You are currently viewing R Outer Join of Data Frames

To perform an outer join on data frames in R, you can use the merge() function, full_join() from the dplyr package, or reduce() from tidyverse. Among these, the dplyr approach is preferable because it performs better than base R methods. The dplyr package includes various functions designed to join data frames in R.

The outer join returns all rows from both DataFrames, where the join expression doesn’t match it returns NA on respective columns, note that the outer join is also called a full outer join.

Brief Examples of Full Outer Join

Below are examples of performing the full outer join on data frames.


# Quick Examples

# Outer join
df2 <- merge(x=emp_df,y=dept_df, 
             by="dept_id", all=TRUE)

# Outer join on multiple columns
df2 <- merge(x=emp_df,y=dept_df, 
        by=c("dept_id","dept_branch_id"), all=TRUE)

# Outer join on different columns
df2 <- merge(x=emp_df,y=dept_df, 
      by.x=c("dept_id","dept_branch_id"), 
      by.y=c("dept_id","dept_branch_id"),
      all=TRUE)

# Load dplyr package
library(dplyr)

# Using dplyr - outer join multiple columns
df2 <- emp_df %>% full_join( dept_df, 
           by=c('dept_id','dept_branch_id'))

# Using dplyr - outer join on different columns
df2 <- emp_df %>% full_join( dept_df, 
        by=c('dept_id'='dept_id', 
             'dept_branch_id'='dept_branch_id'))

# Load tidyverse package
library(tidyverse)

# Outer Join  data.frames
list_df = list(emp_df,dept_df)
df2 <- list_df %>% reduce(full_join, by='dept_id')
df2

Let’s initiate two data frames for this example. The emp_df and dept_df data frames both contain the columns dept_id and dept_branch_id.


# Create emp Data Frame
emp_df=data.frame(
  emp_id=c(1,2,3,4,5,6),
  name=c("Smith","Rose","Williams","Jones","Brown","Brown"),
  superior_emp_id=c(-1,1,1,2,2,2),
  dept_id=c(10,20,10,10,40,50),
  dept_branch_id= c(101,102,101,101,104,105)
)

# Create dept Data Frame
dept_df=data.frame(
  dept_id=c(10,20,30,40),
  dept_name=c("Finance","Marketing","Sales","IT"),
  dept_branch_id= c(101,102,103,104)
)

emp_df
dept_df

Yields below output.

r outer join

Perform R Outer Join

The R base merge() function that allows to perform an outer join, or a full outer join, on multiple data frames.

In this example, we will perform an outer join on the dept_id column from the emp_df and dept_df data frames, using the all=TRUE parameter.


# Outer join
df2 <- merge(x=emp_df,y=dept_df, 
          by="dept_id", all=TRUE)
df2

If you perform a join operation and there are columns with the same names that don’t participate in the join condition, the result will add suffixes like x and y to distinguish them. In this example, observe how the dept_branch_id column gets suffixed with x and y in the result.
.....
§ **STATED PROBLEM**
Rewrite the stretch of the R outer join page from "Yields below output." through "the all=TRUE parameter.", putting "argument" wherever "parameter" appears.

§ **DATA SUPPLIED**
.....
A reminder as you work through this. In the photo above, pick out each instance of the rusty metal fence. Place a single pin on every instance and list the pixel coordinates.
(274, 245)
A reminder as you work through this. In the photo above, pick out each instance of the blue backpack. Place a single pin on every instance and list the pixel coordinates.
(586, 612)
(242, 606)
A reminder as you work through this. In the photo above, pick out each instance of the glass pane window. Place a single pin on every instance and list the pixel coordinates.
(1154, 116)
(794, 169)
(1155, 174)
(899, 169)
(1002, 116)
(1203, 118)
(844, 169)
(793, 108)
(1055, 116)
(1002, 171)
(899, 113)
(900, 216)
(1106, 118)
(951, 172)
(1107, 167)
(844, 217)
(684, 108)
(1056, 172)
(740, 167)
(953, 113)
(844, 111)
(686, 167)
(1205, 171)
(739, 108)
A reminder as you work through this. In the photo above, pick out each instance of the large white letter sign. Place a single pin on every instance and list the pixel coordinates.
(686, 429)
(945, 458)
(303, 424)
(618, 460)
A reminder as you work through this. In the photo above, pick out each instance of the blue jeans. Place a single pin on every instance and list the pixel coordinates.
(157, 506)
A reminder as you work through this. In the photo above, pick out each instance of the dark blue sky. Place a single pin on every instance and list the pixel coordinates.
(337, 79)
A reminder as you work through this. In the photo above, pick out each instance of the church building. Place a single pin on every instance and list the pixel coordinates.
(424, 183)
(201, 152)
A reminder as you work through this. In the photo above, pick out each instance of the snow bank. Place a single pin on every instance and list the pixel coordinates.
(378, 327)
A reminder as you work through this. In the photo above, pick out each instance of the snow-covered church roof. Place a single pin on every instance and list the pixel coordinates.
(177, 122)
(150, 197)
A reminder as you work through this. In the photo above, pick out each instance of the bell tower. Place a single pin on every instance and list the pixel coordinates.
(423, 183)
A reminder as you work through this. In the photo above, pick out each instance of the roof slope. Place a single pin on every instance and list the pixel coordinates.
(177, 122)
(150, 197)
.....
§ **REPLY**
Yields below output.

r outer join

Perform R Outer Join

The R base merge() function that allows to perform an outer join, or a full outer join, on multiple data frames.

In this example, we will perform an outer join on the dept_id column from the emp_df and dept_df data frames, using the all=TRUE argument.